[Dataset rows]
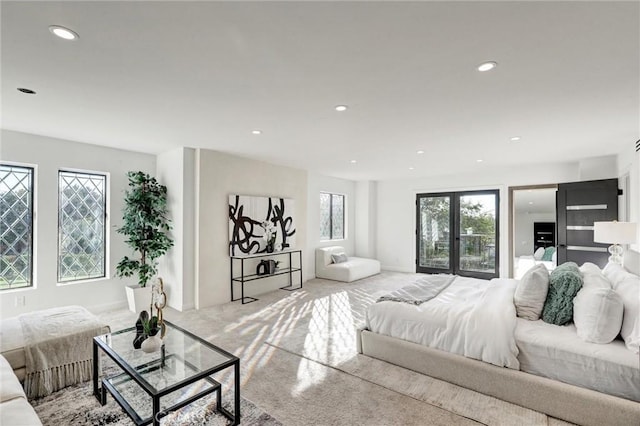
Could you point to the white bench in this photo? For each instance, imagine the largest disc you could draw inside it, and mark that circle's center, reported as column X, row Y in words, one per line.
column 354, row 268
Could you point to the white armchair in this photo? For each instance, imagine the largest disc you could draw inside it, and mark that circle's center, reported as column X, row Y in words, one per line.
column 354, row 268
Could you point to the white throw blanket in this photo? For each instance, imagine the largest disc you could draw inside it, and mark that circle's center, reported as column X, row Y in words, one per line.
column 422, row 290
column 58, row 348
column 471, row 317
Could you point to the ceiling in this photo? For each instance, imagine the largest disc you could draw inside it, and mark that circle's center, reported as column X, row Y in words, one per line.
column 152, row 76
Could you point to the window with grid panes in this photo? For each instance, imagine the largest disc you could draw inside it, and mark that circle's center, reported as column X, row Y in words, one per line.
column 16, row 226
column 81, row 225
column 331, row 216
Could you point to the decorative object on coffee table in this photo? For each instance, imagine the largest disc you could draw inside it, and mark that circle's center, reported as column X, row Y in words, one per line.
column 183, row 370
column 151, row 344
column 159, row 301
column 146, row 326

Written problem:
Reproduce the entire listing above word for word, without the picture.

Result for this task:
Could you point to the white bench in this photo? For each instance, imagine the largest disc you could draw inside it, and mark that circle's center, reported as column X, row Y in words, one per line.
column 354, row 268
Could you point to the white armchair in this photo? For each instance, imagine the largest disc you could draw inside it, and mark that circle's center, reported as column X, row Y in words, one per line.
column 354, row 268
Could you point to the white throw blanket in this photo? For each instance, imagine the largest disc you could draw inside it, and mark that circle's center, reported as column X, row Y in words, one per line.
column 422, row 290
column 58, row 348
column 471, row 317
Could you point to the ceiling in this photo? For each instance, imagine the largest disc you could draw inside it, and mark that circle's center, reported as column X, row Y in words, one per line.
column 152, row 76
Could you point to the window with grid panes in this photo? For each instance, imagine the largest disc you could draw inside it, and mark that circle's center, reported as column X, row Y in words, one per line.
column 16, row 226
column 81, row 225
column 331, row 216
Could you point to the decorative object on coffee table in this photo? For each instance, imagine the largest disc you could draw inside it, and mark that circle's center, reported as column X, row Y in words, one per line.
column 183, row 370
column 151, row 344
column 159, row 301
column 146, row 326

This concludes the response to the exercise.